**Requirement:** The full set of entries below, restated word for word and stripped of images, is the expected result.

**Data extracts:**
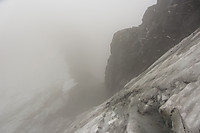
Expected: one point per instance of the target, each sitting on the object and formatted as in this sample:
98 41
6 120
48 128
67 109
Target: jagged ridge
133 50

**Exercise result:**
Expected: one point per instance of the target, each sitting on the object and formatted as in this sample:
98 41
6 120
48 128
67 109
Target: jagged ridge
133 50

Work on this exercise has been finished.